[Records from a data collection]
'''
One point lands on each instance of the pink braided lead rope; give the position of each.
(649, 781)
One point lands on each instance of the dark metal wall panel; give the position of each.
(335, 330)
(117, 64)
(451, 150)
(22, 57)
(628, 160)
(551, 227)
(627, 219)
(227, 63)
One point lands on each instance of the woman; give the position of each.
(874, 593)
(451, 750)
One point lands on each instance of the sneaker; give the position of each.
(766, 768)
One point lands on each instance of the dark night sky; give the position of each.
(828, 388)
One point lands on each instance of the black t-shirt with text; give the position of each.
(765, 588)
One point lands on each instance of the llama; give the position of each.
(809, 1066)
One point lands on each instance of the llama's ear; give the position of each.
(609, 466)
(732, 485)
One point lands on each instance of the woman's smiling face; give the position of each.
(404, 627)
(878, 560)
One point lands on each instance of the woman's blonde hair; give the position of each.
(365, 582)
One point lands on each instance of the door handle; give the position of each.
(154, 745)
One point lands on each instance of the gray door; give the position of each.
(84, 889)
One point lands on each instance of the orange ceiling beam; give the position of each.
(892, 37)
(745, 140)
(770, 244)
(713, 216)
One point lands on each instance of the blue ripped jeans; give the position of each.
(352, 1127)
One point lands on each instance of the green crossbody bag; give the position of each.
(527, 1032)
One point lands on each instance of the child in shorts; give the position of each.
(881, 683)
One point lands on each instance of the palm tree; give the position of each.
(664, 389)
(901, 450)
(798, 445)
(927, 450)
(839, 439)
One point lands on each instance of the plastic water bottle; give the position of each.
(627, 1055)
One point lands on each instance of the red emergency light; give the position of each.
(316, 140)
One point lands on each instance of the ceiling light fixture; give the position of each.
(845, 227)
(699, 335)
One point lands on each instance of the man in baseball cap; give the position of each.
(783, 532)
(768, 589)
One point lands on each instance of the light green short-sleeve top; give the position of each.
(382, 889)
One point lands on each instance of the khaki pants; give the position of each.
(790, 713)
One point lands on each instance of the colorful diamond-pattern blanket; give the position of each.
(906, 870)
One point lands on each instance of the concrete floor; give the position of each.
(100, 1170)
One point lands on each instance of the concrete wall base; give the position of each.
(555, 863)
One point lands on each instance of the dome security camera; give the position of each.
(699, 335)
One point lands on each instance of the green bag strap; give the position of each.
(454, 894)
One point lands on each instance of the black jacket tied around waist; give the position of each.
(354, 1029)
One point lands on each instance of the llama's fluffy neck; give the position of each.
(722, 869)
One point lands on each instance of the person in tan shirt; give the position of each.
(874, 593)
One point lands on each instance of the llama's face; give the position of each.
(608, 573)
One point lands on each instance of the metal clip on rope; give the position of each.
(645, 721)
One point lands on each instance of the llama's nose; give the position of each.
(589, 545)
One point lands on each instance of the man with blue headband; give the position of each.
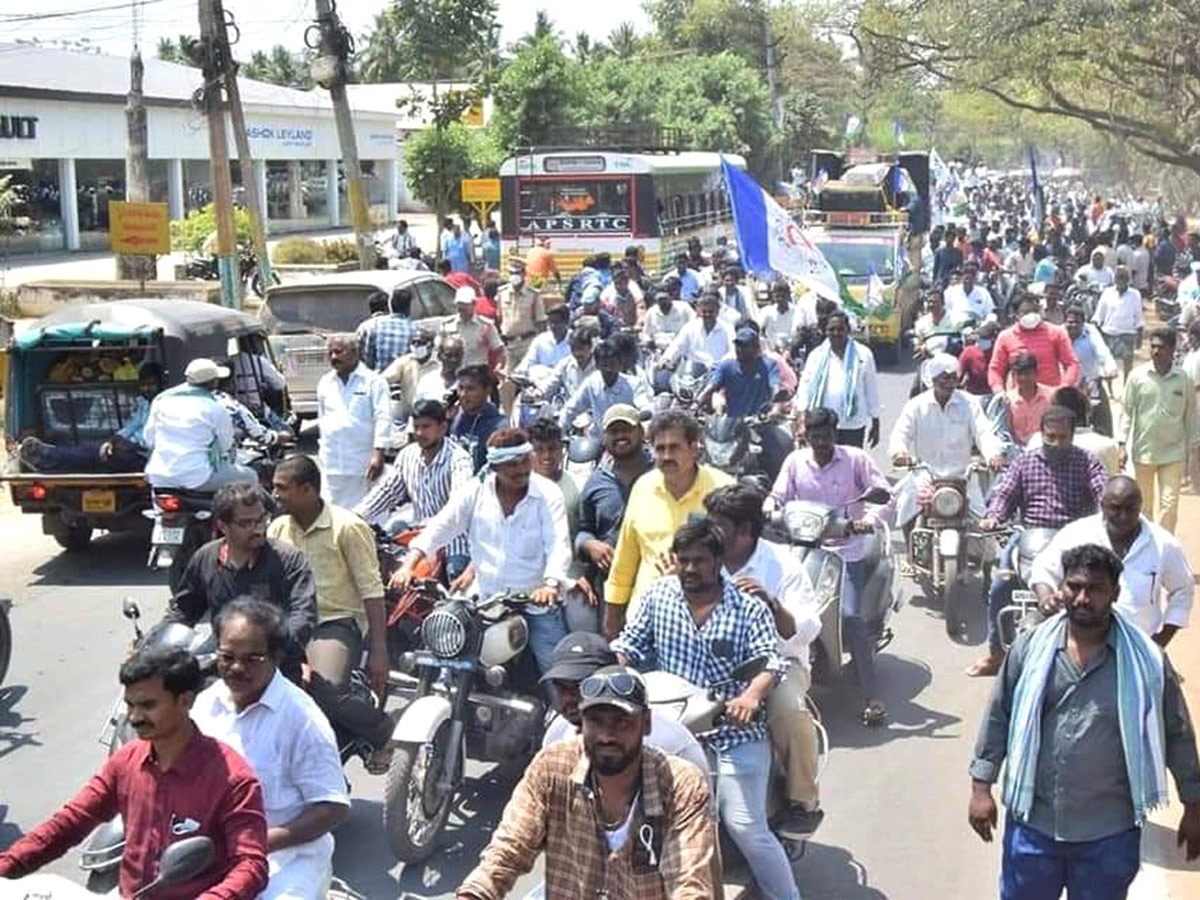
(515, 523)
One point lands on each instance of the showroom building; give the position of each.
(63, 143)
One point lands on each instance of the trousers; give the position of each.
(1036, 867)
(743, 773)
(1161, 483)
(795, 736)
(335, 649)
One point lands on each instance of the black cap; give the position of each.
(577, 655)
(609, 694)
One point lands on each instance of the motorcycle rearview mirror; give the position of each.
(180, 862)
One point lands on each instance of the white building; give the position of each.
(63, 142)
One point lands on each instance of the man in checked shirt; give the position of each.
(701, 628)
(426, 472)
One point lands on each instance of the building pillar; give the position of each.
(261, 184)
(295, 191)
(175, 207)
(390, 189)
(331, 199)
(69, 203)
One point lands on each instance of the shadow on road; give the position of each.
(904, 679)
(833, 874)
(365, 864)
(112, 559)
(11, 737)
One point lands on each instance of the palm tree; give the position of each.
(624, 41)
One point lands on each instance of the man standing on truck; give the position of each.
(126, 450)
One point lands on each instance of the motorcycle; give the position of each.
(1021, 612)
(475, 693)
(101, 855)
(946, 549)
(805, 526)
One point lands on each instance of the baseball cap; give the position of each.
(622, 413)
(613, 687)
(202, 371)
(579, 655)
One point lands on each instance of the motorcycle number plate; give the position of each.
(99, 502)
(166, 535)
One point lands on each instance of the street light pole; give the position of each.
(214, 53)
(329, 71)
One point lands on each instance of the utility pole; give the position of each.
(215, 54)
(255, 192)
(329, 71)
(137, 169)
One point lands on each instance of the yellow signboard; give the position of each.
(480, 190)
(139, 228)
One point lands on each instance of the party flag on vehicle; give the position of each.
(771, 240)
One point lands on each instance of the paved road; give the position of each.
(895, 797)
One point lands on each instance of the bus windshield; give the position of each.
(858, 259)
(576, 205)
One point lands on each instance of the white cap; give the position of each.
(202, 371)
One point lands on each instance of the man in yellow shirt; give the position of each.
(341, 550)
(659, 503)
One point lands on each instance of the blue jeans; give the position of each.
(545, 631)
(743, 773)
(1000, 594)
(1038, 868)
(857, 631)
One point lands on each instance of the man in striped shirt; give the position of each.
(425, 474)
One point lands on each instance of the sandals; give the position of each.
(874, 714)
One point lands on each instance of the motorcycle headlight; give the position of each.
(947, 503)
(445, 630)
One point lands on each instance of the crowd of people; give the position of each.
(658, 561)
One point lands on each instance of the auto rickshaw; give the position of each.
(73, 379)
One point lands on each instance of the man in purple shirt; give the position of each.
(1050, 486)
(838, 474)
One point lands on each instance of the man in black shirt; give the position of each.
(246, 563)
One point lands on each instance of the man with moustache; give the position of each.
(617, 819)
(1085, 718)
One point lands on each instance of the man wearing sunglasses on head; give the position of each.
(617, 819)
(700, 627)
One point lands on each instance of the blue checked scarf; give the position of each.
(1139, 703)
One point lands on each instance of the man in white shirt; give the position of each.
(577, 657)
(840, 375)
(1157, 586)
(939, 429)
(288, 743)
(705, 339)
(969, 299)
(1096, 273)
(772, 574)
(191, 435)
(1120, 318)
(354, 417)
(515, 522)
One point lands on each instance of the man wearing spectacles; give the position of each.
(244, 562)
(643, 829)
(281, 732)
(701, 628)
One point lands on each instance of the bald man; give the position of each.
(354, 417)
(1156, 585)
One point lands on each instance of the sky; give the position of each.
(264, 23)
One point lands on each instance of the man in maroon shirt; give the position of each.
(171, 783)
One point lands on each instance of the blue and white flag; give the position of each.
(771, 240)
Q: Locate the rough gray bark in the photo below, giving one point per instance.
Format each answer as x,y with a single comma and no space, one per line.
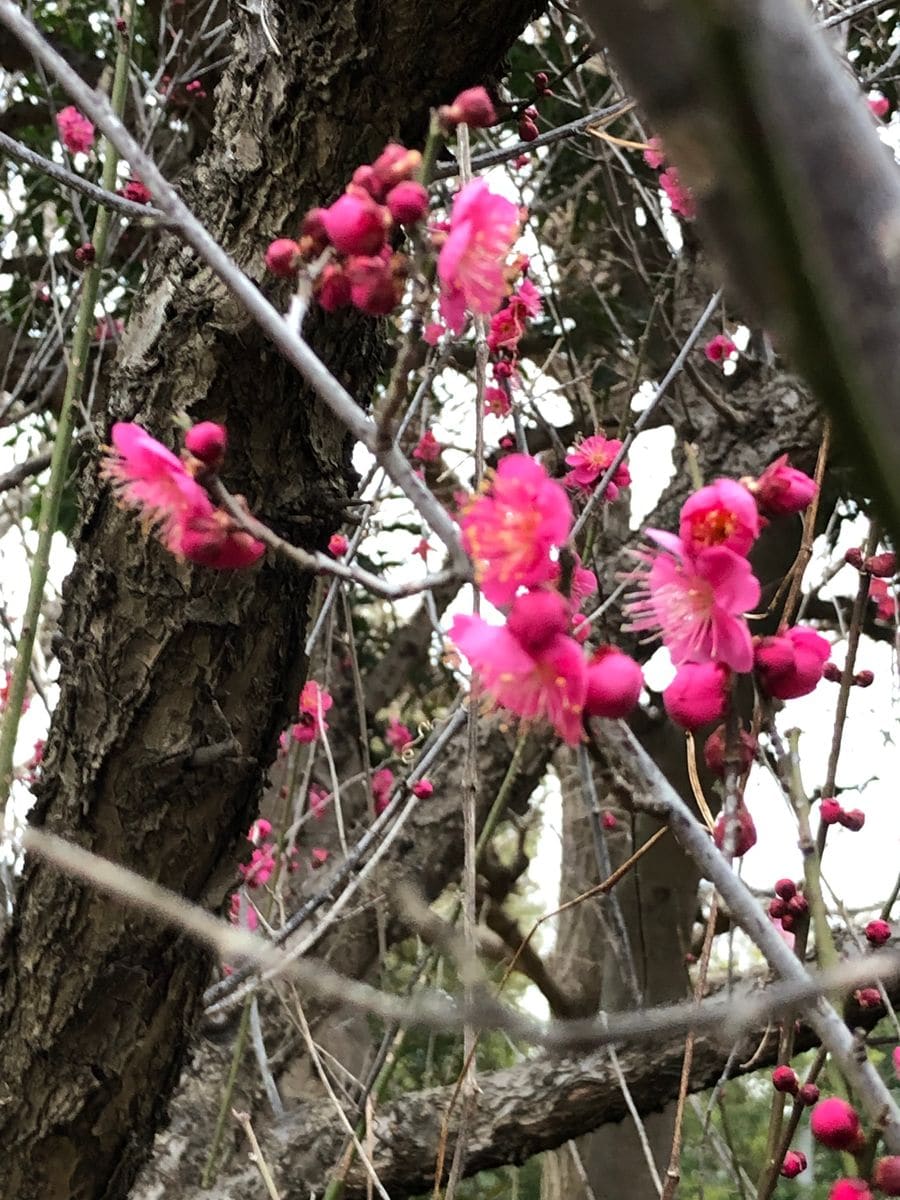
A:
160,660
798,195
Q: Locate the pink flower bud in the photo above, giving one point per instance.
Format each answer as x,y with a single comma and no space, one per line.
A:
615,683
282,257
850,1189
795,1162
784,1079
835,1125
744,835
472,107
537,618
394,165
355,225
781,489
791,664
886,1175
208,442
853,557
719,348
829,810
408,202
877,931
75,130
333,288
882,567
714,751
852,820
527,130
868,997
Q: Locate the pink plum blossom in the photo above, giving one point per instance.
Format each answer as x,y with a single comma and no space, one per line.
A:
696,603
511,528
589,460
723,514
483,228
547,684
355,225
75,130
791,664
699,694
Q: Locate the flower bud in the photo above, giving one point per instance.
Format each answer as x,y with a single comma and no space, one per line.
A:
208,442
852,820
784,1079
795,1162
882,567
835,1125
877,931
282,257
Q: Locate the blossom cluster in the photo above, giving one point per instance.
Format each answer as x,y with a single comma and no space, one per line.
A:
169,493
516,532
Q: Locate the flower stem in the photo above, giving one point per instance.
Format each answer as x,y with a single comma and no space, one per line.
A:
52,496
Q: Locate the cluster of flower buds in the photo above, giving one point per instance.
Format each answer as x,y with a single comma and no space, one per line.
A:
681,197
831,811
363,270
787,905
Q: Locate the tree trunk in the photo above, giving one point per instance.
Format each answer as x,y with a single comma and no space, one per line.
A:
177,681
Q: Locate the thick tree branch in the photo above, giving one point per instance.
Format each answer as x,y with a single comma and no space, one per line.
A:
803,211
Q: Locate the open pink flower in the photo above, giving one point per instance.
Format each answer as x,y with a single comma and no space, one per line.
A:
696,603
483,228
723,514
589,460
75,130
511,529
547,683
147,475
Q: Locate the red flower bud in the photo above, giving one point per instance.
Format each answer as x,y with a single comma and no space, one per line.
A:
808,1095
829,810
282,257
853,557
527,130
784,1079
852,820
795,1162
882,567
886,1175
835,1125
877,931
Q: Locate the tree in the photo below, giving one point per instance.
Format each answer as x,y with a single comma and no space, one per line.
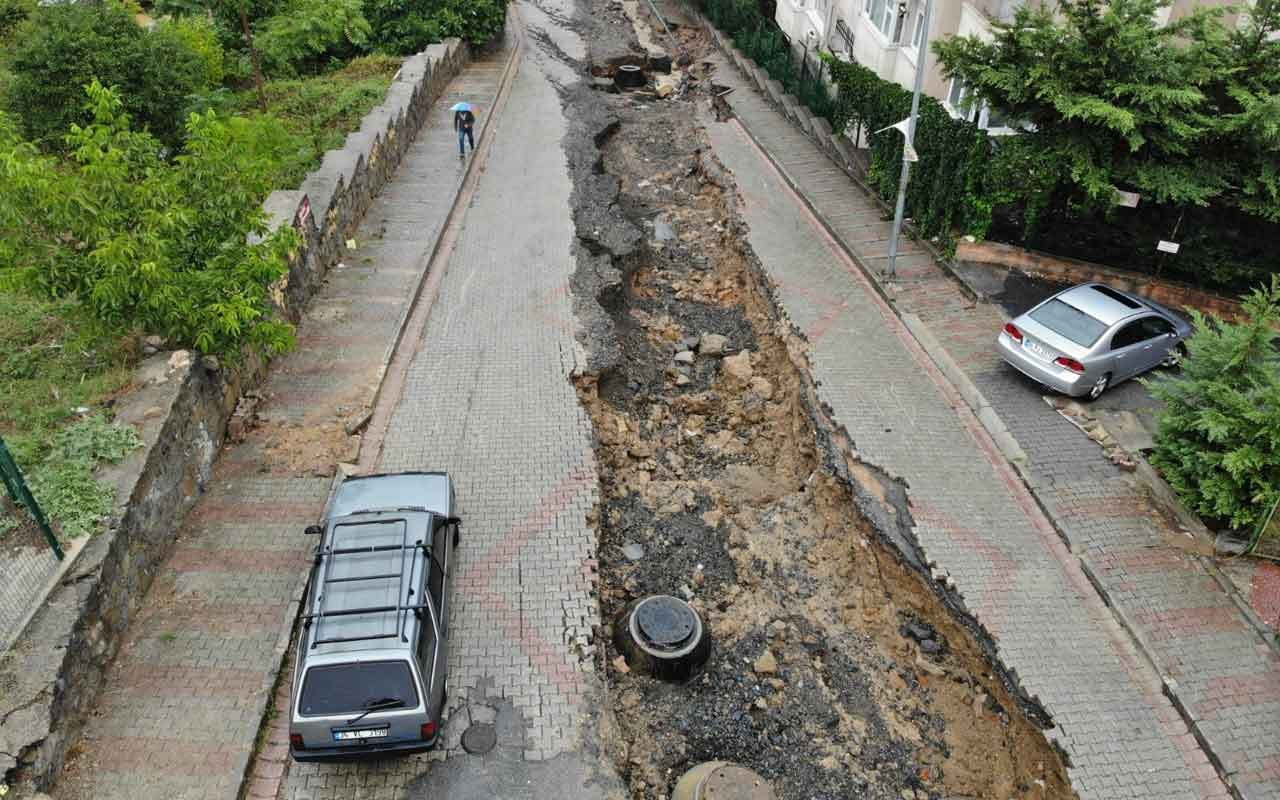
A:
62,48
163,245
1217,438
407,26
1183,113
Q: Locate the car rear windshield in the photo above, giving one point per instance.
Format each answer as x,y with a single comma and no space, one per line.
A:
339,689
1069,321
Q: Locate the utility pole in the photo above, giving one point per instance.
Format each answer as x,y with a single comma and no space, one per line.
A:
922,55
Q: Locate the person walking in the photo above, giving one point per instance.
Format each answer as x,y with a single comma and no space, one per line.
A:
464,122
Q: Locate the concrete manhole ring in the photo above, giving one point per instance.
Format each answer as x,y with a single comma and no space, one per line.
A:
479,739
663,636
722,781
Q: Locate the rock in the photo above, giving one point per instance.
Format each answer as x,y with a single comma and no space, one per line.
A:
712,344
662,229
766,664
737,369
357,423
918,631
927,666
762,387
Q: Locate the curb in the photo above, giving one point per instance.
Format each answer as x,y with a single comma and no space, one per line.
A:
272,777
1013,452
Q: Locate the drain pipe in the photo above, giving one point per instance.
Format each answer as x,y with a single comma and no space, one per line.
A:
663,21
920,58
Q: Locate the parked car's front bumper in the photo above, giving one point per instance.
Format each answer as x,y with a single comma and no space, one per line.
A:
353,753
1057,378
'''
* [WORK INSTRUCTIONS] Print once more, exactly, the lines from the one with "Q: Locate the red" through the last line of the data, both ends included, without any pictures.

* [TASK RESULT]
Q: Locate the red flower bud in the photo above, giving one point per instance.
Format each answer as x,y with a single comma and no space, one per line.
A:
808,1095
829,810
282,257
853,557
527,130
784,1079
852,820
795,1162
882,567
886,1175
835,1125
877,931
Q: Locate the tree in the photo below, giving one point per instance.
Format each answer as x,y with a single comma and no space, one per line.
A:
62,48
163,245
1217,438
407,26
1183,113
Q: Locate the car rear windshield in the photo above, giving one point per instance.
Format each answer as x,y with a single comma and no space, one per line.
A:
339,689
1069,321
Q: Locate the utility pole in the photo above, giving one point per instance.
Format each answer as x,y with a single comma and no space, one per line.
A:
922,55
Q: Locate the person walking in the photo above, giving one point per instance.
Format each answer as x,y with a single comma and no space, one per line.
A:
464,122
Q: Locate the concrete manhole ring in the photo above, giving one point per instance.
Format each answer as x,y with a single comma and no space, one per line.
A:
479,739
663,636
722,781
Q: Locate the rock in the photo above, giving one point per instance.
Format each answer as x,y with a single comma and no space, one per line.
A:
712,344
662,229
766,664
737,369
357,423
918,631
927,666
762,387
Q: Locate the curb in the photo above, giving one point per instance.
Format each answer as x,y with a single comma and no space, one per line.
A:
272,777
1013,452
Q: Locate the drain pipe in the photo above, giving one point per instance.
Format each answer as x,y with a single comma and no space, one per line.
A:
663,21
920,58
Q: Locate the parked car's front bumper in the photo above, giving one point per instance.
Format each answer as x,y with a single comma and no space, one per line.
A:
353,753
1057,378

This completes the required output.